## AIM OF THE EXERCISE
Reproduce the records verbatim, from their first line through the line containing "[55,283,74,293]", with both of those lines included.

>> Start

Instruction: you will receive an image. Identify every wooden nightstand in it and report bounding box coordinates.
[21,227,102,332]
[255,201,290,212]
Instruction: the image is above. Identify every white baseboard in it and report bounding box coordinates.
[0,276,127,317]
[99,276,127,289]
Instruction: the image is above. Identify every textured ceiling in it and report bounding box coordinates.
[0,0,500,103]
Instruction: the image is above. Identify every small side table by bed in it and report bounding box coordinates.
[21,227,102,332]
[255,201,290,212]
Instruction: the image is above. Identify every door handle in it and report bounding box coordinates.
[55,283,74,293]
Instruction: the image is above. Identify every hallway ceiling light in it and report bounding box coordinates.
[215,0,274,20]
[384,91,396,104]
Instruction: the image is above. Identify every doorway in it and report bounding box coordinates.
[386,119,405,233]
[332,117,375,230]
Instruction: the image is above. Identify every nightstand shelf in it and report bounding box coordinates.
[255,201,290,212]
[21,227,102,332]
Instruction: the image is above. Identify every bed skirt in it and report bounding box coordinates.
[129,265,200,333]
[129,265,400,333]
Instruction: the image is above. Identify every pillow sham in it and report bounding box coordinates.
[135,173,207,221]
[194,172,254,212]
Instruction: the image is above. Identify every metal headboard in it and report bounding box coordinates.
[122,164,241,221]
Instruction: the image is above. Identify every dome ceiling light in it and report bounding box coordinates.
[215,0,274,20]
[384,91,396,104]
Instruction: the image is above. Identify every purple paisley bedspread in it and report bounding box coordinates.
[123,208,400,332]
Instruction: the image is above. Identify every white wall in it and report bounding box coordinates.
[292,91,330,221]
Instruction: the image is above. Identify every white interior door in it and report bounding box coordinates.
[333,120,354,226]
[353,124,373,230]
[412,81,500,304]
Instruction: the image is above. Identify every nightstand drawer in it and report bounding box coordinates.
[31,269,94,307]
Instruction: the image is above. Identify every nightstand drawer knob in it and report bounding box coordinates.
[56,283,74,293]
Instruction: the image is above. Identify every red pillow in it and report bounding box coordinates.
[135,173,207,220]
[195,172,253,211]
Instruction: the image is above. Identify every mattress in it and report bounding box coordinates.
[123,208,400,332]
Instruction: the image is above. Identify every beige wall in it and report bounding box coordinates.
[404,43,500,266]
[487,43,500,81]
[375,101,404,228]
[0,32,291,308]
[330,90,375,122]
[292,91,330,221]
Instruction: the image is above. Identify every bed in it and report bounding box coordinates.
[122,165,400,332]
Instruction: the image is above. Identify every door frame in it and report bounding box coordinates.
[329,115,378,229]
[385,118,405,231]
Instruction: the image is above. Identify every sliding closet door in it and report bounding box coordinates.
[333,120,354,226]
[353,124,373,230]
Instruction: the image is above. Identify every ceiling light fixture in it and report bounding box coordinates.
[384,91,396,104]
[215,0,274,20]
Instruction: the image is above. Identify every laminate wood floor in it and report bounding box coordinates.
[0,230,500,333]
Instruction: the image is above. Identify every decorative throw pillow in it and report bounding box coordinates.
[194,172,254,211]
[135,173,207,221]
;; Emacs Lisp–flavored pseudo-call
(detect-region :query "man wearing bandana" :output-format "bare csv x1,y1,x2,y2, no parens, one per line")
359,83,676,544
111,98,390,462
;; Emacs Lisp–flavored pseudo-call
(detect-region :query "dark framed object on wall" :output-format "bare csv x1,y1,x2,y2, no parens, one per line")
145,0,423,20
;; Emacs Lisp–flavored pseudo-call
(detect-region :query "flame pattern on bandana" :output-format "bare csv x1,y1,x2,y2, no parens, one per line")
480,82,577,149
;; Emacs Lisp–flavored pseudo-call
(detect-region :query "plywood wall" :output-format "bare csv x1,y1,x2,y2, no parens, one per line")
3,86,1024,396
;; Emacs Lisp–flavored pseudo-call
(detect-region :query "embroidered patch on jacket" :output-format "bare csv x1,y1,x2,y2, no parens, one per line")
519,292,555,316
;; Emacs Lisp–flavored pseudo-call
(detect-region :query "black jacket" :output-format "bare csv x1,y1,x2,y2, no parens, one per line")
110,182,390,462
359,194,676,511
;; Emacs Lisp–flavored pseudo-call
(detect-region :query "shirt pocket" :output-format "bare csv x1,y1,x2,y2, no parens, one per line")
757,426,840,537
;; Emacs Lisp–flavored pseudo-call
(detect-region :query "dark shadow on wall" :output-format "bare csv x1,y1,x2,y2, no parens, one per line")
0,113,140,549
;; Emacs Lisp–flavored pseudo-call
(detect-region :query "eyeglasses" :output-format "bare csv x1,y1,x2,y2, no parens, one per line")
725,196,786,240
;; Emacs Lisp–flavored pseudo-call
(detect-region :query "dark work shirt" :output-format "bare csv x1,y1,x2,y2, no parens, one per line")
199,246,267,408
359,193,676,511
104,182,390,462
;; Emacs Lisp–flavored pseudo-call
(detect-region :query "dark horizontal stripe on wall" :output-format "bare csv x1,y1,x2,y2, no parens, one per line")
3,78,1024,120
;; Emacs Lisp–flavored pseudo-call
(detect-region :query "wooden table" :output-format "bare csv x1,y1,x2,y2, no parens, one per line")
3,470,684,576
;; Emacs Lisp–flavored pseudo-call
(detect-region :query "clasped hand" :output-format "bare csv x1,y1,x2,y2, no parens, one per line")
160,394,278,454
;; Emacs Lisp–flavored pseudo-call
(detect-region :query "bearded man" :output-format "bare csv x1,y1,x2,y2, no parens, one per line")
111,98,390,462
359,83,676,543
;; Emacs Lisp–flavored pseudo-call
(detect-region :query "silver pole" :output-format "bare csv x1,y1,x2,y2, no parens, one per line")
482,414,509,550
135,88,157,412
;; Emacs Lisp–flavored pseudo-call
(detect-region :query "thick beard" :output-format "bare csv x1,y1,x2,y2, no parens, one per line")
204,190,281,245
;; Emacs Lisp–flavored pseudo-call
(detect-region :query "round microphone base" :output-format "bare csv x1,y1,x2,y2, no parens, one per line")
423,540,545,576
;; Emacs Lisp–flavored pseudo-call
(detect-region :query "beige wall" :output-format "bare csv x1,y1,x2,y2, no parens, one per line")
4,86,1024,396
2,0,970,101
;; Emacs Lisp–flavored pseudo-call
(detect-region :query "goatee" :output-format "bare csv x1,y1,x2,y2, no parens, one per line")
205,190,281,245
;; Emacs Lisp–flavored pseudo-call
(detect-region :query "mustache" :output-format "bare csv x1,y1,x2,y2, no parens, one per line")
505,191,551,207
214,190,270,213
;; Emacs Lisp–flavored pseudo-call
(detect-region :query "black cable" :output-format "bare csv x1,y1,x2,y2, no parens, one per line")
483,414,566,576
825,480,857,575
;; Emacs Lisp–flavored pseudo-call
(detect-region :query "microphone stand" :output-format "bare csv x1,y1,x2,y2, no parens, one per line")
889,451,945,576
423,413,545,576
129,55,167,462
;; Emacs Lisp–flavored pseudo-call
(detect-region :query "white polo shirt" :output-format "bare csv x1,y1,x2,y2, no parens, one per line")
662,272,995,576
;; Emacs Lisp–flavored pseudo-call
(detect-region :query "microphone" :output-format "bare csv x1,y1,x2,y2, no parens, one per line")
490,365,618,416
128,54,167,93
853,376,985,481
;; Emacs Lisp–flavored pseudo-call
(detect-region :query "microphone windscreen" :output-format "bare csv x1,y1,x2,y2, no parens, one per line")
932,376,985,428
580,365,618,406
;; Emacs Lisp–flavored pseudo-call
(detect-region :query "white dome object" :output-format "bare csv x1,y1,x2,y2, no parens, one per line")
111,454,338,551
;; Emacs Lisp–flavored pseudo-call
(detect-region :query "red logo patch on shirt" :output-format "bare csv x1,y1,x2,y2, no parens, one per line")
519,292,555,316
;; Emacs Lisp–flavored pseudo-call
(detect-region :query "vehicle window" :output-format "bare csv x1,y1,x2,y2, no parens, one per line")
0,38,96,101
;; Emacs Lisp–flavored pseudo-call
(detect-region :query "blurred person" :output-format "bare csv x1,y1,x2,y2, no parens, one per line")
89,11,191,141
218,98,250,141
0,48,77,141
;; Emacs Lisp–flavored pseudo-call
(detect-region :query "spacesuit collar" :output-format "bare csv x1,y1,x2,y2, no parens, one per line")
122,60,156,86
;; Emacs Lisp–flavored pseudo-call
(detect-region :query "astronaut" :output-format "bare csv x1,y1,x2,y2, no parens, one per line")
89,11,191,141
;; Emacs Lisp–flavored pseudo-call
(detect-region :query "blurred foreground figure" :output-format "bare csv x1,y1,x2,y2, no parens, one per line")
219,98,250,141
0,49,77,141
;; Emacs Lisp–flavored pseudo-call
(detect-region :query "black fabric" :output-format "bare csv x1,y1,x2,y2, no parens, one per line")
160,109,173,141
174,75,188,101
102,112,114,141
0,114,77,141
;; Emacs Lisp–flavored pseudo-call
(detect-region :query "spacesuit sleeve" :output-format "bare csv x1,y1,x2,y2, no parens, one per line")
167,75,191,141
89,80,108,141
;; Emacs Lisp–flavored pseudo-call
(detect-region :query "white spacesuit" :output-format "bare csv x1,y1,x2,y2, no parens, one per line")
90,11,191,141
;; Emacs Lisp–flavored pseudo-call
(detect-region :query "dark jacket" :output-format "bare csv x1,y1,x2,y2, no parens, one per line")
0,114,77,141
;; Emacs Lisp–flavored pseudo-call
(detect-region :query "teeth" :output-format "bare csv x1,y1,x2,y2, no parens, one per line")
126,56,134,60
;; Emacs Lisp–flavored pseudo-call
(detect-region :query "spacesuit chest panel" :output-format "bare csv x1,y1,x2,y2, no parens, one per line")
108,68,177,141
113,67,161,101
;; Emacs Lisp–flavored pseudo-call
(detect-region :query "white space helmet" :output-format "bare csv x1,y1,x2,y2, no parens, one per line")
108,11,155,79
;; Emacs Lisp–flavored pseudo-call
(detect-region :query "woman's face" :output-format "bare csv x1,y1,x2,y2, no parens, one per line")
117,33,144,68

>> End

## RESPONSE TO THIS EXERCISE
Instruction: you will receive an image. Identify every wooden nightstand in it and report bounding box coordinates.
[21,227,102,332]
[255,201,290,212]
Instruction: the image is above. Identify every white baseboard in it and report bounding box coordinates.
[0,276,127,317]
[99,276,127,289]
Instruction: the image is above. Identify every textured ceiling in it and report bounding box coordinates.
[0,0,500,103]
Instruction: the image is above. Identify every small side table by bed in it and report bounding box coordinates.
[21,227,102,332]
[255,201,290,212]
Instruction: the image is above. Identify every door handle in it and report bounding box coordinates.
[55,283,74,293]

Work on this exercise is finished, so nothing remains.